Passage shown:
+++

= Soft tissue sarcoma in cats and dogs =

Group of malignant tumors in cats and dogs

Soft tissue sarcoma refers to a broad group of tumors that originate from connective tissues. They tend to have similar histologic appearance and biological behavior, and can be either benign or malignant. Soft tissue sarcomas can arise in any part of the pet's body but skin and subcutaneous tumors are the most commonly observed. Soft-tissue sarcomas comprise approximately 15% of all skin and subcutaneous tumors in dogs and approximately 7% of all skin and subcutaneous tumors in cats.
The variety of different tumors that fall under the category of soft tissue sarcomas includes fibrosarcoma, hemangiopericytoma, liposarcoma, rhabdomyosarcoma, leiomyosarcoma, malignant fibrous histiocytoma, malignant nerve sheath tumors, myxosarcoma, myxofibrosarcoma, mesenchymoma, and spindle cell tumor.

==Signs and symptoms==
Soft tissue sarcomas are often detected as a firm mass located on the trunk, limbs, or oral cavity. The symptoms depend on the tumor's location and degree of invasion. For example, tumors in the gastrointestinal tract may cause vomiting, diarrhea, or weight loss. Tumors in the mouth may cause bad breath, difficulty swallowing, or lack of appetite. Tumors arising in the peripheral nerves may cause pain, lameness, or neurological symptoms.

==Diagnosis==
Prior to initiating any type of treatment, it is important to gather as much information as possible regarding the tumor's tissue origin, size, site, histologic grade (level of aggressiveness) and whether it has spread to other organs.

+++

Record set:

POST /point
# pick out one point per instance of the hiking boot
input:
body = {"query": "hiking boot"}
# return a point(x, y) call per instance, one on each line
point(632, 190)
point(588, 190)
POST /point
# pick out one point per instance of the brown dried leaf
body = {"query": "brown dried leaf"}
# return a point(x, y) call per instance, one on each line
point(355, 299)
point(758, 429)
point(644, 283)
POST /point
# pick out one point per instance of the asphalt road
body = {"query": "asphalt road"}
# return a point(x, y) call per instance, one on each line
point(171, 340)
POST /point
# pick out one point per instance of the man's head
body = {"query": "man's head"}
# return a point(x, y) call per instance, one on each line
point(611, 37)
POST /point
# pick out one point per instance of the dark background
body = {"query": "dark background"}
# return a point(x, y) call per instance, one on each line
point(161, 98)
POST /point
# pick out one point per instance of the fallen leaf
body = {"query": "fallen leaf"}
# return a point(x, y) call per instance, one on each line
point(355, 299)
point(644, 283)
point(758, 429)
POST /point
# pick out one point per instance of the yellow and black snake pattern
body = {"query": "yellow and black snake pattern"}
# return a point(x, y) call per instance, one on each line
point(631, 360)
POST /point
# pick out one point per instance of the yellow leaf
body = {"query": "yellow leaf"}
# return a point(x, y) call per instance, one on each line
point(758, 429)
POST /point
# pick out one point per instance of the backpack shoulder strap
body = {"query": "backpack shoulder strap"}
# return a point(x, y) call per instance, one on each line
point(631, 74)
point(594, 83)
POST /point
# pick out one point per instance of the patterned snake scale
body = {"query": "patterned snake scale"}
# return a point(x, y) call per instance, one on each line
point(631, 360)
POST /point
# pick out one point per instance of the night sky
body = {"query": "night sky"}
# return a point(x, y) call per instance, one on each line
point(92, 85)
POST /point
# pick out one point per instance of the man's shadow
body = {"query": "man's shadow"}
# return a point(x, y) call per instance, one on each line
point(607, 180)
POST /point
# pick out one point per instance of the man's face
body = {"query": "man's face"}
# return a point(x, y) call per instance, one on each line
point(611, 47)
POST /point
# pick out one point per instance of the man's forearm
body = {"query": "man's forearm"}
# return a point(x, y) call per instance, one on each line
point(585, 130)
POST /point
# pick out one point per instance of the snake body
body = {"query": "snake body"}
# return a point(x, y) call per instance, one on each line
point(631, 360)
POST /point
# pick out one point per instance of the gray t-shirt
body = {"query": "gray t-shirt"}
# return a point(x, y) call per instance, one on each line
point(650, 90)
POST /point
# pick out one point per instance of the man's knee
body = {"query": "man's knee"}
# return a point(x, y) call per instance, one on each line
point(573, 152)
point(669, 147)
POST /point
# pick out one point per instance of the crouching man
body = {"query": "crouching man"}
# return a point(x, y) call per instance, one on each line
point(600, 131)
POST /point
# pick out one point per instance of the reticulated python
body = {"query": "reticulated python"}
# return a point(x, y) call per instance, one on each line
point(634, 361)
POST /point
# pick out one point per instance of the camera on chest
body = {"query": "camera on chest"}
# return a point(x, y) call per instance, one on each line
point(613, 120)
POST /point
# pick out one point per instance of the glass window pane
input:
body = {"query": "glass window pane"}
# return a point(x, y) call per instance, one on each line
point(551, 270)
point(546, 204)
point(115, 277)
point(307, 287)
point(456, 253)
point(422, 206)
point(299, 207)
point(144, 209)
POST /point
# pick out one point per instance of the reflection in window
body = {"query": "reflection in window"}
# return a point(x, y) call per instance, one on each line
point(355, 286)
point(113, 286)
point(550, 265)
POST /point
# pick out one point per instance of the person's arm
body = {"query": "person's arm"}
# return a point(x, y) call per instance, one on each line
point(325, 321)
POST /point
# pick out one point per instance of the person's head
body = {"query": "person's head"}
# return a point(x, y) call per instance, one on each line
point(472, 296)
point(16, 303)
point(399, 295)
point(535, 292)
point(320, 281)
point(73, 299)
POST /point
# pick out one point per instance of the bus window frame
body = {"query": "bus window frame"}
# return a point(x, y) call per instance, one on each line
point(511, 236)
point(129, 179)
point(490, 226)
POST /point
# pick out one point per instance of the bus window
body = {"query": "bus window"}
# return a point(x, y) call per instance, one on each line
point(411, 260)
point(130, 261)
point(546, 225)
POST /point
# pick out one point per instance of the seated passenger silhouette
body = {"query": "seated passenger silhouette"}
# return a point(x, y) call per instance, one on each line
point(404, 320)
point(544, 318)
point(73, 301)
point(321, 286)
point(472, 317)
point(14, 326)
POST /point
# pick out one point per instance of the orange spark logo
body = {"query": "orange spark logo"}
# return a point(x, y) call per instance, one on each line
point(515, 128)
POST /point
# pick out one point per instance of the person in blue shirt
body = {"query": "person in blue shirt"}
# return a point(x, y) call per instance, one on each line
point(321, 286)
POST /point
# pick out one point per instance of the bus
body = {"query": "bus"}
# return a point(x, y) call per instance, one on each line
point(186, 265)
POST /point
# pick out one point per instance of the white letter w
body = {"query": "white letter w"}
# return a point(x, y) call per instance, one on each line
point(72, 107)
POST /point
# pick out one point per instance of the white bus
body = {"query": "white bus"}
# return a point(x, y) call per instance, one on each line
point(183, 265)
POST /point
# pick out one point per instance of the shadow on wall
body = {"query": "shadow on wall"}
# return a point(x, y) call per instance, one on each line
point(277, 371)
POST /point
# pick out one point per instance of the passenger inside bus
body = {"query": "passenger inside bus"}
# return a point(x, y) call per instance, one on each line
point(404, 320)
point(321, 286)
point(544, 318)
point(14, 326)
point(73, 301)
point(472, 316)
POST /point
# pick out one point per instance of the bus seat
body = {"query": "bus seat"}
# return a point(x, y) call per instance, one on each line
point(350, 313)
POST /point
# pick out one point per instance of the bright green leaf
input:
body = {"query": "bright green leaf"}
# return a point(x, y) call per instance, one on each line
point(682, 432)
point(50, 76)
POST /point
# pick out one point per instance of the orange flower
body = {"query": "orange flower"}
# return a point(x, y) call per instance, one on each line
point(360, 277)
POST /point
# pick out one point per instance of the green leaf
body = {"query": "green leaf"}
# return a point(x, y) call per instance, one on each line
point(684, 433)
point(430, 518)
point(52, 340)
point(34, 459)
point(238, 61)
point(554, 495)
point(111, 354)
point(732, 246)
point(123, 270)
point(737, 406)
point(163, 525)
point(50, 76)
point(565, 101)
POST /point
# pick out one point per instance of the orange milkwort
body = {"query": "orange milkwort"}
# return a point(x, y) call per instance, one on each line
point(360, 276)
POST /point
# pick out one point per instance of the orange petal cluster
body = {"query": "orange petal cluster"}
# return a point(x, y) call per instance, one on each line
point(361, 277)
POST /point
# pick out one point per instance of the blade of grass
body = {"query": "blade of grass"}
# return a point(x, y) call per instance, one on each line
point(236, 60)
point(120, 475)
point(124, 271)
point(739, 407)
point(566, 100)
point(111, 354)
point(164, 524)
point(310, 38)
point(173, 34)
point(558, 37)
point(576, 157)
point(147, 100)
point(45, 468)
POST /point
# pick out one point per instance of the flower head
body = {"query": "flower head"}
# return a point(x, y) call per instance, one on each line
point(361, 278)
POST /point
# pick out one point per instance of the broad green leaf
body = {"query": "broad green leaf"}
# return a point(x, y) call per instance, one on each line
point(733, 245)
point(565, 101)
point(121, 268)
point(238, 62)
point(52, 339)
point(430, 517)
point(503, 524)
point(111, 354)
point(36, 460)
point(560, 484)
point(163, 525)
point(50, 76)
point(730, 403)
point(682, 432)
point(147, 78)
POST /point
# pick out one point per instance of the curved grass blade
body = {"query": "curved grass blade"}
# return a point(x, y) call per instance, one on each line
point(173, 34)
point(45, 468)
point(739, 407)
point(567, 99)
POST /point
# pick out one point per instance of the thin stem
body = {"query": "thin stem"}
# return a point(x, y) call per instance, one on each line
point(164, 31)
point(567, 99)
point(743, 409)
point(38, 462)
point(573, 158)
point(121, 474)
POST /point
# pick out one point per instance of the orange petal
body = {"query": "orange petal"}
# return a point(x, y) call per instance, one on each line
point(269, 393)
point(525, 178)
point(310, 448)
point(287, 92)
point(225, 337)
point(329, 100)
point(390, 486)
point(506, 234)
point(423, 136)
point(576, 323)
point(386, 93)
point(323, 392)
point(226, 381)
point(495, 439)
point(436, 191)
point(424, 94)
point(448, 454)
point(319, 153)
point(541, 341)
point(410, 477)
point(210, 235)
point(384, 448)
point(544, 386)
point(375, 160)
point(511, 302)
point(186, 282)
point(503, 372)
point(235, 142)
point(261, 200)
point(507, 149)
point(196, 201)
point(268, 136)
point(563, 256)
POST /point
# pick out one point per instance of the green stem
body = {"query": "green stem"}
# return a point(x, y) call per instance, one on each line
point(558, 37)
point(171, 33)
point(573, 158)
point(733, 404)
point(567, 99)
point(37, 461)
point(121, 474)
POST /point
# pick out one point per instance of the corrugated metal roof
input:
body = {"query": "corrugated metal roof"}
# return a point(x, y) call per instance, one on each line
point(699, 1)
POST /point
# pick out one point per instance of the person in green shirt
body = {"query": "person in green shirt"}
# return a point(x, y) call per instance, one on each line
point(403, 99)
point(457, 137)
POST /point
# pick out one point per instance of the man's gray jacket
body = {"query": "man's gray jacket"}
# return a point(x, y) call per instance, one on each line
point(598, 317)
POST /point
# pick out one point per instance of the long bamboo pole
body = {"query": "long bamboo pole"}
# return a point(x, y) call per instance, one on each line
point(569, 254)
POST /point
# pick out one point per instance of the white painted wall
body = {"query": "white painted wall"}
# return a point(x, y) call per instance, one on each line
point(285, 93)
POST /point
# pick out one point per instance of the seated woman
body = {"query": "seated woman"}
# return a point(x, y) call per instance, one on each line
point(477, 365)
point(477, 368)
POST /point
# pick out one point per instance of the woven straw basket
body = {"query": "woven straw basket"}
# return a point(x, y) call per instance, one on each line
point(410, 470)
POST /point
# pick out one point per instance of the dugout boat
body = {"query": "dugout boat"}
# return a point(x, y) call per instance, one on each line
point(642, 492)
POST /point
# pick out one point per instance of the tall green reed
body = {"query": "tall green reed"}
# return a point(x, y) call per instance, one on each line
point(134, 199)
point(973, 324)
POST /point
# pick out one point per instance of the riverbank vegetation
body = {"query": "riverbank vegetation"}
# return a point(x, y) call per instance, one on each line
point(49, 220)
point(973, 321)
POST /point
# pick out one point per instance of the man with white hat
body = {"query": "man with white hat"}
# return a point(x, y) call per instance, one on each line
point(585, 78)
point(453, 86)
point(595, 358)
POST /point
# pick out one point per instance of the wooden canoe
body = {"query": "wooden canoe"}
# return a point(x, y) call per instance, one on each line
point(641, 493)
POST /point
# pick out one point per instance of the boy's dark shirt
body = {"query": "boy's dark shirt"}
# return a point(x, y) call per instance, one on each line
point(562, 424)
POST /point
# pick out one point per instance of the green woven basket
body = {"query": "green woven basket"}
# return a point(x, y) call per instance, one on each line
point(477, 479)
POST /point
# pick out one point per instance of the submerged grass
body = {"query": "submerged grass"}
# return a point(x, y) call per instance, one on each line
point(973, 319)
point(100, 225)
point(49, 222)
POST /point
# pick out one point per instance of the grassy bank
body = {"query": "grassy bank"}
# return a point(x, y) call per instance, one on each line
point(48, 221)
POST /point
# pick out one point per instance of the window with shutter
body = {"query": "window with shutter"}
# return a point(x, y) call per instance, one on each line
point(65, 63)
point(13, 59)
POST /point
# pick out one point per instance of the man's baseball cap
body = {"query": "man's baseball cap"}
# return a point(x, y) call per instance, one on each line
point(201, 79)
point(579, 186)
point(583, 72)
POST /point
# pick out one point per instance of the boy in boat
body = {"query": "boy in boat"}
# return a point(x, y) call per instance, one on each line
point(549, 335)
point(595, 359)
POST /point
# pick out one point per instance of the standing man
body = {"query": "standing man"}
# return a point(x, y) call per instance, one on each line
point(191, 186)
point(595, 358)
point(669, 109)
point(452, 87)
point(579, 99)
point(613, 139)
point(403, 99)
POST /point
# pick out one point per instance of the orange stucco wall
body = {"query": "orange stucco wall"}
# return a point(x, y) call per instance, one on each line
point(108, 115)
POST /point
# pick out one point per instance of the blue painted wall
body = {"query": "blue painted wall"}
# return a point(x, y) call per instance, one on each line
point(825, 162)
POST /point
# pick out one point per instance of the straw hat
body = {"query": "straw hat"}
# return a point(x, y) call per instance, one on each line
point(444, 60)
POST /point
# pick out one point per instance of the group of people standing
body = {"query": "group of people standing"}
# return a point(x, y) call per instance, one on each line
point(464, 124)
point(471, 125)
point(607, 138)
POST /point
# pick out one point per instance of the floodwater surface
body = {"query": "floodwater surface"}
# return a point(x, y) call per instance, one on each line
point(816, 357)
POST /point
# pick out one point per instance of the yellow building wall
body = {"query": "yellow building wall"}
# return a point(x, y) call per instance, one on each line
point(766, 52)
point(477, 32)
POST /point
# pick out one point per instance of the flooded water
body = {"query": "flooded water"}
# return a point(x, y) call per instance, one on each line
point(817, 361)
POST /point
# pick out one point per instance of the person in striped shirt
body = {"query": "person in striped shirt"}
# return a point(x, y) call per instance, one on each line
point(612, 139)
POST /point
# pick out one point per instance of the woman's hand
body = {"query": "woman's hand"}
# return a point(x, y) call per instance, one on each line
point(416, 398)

+++

Problem set:
(1) Answer from the soft tissue sarcoma text:
(a) What share of all skin and subcutaneous tumors in dogs are soft tissue sarcomas?
(b) What symptoms may tumors in the mouth cause?
(c) What does histologic grade indicate?
(2) Rewrite the soft tissue sarcoma text starting at "The variety of" and ending at "spindle cell tumor.", and switch "spindle cell tumor" to "spindle cell sarcoma".
The records have no connection to the soft tissue sarcoma text.

Answers for the exercise:
(1)
(a) Approximately 15%.
(b) Bad breath, difficulty swallowing, or lack of appetite.
(c) The tumor's level of aggressiveness.

(2)
The variety of different tumors that fall under the category of soft tissue sarcomas includes fibrosarcoma, hemangiopericytoma, liposarcoma, rhabdomyosarcoma, leiomyosarcoma, malignant fibrous histiocytoma, malignant nerve sheath tumors, myxosarcoma, myxofibrosarcoma, mesenchymoma, and spindle cell sarcoma.